> PROMPT
First find the line with "Target: wooden branch" in the entries below, then set down exactly every line through the line with "Target: bird's eye", that line included.

> THE RECORDS
_ _ _
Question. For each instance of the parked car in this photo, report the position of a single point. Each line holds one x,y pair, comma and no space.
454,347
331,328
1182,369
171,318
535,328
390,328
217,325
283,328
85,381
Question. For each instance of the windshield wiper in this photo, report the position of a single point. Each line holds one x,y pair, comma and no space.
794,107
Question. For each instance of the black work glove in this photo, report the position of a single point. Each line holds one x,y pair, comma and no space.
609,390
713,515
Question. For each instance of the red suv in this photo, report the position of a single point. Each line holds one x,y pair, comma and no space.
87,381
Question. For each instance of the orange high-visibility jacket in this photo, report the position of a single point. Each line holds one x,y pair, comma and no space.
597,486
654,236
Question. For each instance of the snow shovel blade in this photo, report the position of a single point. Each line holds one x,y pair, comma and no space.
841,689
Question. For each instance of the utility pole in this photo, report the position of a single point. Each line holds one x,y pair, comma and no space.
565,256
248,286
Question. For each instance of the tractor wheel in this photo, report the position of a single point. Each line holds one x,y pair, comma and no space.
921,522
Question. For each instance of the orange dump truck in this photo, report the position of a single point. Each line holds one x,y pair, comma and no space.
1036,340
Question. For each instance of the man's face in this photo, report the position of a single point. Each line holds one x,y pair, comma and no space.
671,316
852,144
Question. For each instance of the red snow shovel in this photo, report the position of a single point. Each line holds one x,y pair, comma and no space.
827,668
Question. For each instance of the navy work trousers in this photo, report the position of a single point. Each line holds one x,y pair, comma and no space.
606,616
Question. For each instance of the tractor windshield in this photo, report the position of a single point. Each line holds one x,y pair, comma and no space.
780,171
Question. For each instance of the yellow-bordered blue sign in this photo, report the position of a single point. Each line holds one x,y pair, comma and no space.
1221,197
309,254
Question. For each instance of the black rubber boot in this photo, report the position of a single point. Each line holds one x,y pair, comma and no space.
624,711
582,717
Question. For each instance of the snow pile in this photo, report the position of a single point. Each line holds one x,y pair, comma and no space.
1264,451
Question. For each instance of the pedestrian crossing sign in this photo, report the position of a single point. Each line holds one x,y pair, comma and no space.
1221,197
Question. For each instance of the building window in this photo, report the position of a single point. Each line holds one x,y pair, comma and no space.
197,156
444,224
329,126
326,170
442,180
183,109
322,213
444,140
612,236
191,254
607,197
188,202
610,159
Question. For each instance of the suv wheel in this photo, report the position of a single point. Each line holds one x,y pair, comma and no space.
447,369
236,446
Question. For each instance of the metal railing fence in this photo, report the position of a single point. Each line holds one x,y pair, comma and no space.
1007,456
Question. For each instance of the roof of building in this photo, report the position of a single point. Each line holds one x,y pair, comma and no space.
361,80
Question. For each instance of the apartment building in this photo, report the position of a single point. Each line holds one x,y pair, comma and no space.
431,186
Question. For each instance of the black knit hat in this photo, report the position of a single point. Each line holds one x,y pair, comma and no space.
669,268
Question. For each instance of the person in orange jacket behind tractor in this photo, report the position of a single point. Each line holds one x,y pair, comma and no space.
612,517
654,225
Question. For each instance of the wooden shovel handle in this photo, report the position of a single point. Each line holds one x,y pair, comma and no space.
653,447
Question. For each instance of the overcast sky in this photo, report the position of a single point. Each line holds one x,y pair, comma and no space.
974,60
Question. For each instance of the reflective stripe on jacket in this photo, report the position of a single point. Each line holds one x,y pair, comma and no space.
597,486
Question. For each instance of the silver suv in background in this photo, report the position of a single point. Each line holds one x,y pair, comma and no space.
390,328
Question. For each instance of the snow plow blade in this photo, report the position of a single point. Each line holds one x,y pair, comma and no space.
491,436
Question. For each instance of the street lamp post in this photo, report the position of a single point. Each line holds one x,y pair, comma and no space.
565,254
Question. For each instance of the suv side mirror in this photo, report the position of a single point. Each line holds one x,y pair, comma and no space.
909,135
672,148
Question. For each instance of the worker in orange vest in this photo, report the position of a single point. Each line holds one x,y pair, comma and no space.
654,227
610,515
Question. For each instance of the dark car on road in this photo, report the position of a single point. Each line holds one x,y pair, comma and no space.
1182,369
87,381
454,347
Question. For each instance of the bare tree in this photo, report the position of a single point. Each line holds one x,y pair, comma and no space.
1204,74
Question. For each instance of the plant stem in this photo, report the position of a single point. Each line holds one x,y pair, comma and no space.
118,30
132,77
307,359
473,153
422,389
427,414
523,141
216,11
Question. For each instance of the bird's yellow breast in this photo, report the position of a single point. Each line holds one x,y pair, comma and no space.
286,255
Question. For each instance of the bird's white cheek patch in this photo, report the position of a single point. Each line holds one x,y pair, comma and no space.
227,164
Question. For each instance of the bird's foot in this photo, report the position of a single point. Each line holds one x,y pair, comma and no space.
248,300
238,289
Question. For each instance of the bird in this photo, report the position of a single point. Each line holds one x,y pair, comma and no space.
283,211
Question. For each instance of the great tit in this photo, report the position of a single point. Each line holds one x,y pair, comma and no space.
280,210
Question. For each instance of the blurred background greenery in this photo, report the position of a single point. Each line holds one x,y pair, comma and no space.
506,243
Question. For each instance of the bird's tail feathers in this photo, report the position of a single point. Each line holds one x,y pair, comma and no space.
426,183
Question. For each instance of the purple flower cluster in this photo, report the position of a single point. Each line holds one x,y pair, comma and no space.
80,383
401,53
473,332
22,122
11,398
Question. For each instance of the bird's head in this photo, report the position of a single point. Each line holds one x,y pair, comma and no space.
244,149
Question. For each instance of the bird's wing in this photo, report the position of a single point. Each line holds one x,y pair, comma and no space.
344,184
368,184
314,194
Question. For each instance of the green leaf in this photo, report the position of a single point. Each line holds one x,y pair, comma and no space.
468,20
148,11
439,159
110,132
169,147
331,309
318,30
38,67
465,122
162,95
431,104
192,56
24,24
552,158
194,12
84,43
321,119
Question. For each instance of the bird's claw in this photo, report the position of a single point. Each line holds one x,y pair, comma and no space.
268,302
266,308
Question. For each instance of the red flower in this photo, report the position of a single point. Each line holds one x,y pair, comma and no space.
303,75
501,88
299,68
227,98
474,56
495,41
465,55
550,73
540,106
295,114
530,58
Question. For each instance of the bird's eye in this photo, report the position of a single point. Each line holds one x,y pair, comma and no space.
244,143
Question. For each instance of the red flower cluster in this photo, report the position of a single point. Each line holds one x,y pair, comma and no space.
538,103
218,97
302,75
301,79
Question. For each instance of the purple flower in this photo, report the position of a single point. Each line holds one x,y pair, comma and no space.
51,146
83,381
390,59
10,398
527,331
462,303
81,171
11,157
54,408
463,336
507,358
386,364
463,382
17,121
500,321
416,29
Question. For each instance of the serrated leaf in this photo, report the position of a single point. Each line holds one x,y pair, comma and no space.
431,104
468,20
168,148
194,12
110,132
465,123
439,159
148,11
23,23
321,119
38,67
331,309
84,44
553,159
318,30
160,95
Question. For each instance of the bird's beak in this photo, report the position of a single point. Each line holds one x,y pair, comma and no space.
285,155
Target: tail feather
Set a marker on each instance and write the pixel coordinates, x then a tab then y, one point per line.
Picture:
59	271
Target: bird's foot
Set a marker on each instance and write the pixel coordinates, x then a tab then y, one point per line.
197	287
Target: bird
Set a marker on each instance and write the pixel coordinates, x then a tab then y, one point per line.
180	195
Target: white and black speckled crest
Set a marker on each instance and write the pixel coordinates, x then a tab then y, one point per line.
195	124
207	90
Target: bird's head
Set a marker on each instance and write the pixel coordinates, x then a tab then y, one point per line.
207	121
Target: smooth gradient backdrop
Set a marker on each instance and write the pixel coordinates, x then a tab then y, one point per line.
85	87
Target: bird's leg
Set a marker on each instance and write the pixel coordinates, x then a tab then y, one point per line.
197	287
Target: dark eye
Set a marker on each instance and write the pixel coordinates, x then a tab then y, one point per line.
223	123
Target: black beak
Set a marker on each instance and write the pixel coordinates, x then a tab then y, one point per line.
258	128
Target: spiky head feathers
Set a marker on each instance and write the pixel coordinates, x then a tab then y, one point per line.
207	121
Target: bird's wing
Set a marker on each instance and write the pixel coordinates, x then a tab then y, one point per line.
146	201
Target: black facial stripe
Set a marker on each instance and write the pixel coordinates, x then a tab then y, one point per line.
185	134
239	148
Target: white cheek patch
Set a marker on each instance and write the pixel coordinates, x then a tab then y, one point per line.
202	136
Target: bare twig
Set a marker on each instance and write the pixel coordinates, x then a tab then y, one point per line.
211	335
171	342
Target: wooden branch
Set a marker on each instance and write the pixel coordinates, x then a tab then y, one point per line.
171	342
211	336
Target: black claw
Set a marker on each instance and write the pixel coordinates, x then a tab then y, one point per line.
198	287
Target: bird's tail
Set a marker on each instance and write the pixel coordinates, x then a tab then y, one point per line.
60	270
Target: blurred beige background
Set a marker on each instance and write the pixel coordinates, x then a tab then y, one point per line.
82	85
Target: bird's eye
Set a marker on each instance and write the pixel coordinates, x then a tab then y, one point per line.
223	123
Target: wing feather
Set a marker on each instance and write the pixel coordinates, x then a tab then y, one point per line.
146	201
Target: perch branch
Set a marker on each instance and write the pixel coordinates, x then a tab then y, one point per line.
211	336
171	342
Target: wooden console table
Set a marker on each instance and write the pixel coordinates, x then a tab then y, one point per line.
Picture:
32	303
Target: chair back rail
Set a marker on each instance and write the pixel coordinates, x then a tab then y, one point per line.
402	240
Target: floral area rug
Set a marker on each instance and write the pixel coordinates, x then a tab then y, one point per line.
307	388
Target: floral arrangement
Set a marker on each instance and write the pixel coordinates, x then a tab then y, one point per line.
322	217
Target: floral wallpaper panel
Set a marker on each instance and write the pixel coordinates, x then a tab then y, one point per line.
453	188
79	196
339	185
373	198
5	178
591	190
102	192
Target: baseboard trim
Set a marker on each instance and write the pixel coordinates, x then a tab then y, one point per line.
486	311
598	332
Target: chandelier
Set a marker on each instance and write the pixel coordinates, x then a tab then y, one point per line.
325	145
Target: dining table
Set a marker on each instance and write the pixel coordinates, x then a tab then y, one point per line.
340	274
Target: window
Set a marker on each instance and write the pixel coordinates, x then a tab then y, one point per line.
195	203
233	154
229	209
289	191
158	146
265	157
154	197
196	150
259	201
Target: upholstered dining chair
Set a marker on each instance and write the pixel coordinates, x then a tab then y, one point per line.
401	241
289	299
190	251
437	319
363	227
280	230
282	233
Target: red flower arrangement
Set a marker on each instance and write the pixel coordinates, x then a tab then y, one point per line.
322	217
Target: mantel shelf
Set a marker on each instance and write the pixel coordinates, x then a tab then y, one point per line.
_ _ _
> RESULT OF THIS EXERCISE
Target: wooden branch
Set a marker on each instance and write the pixel coordinates, x then a tab then y, one point per line.
171	342
211	336
Target: black claw
Set a marker on each instance and write the pixel coordinates, x then a tab then y, one point per line.
198	287
Target: bird's tail
Set a marker on each instance and write the pixel coordinates, x then a tab then y, one point per line.
60	270
Target: blurred beige background
Set a marker on each instance and write the pixel coordinates, x then a tab then y, one point per line.
82	85
Target: bird's eye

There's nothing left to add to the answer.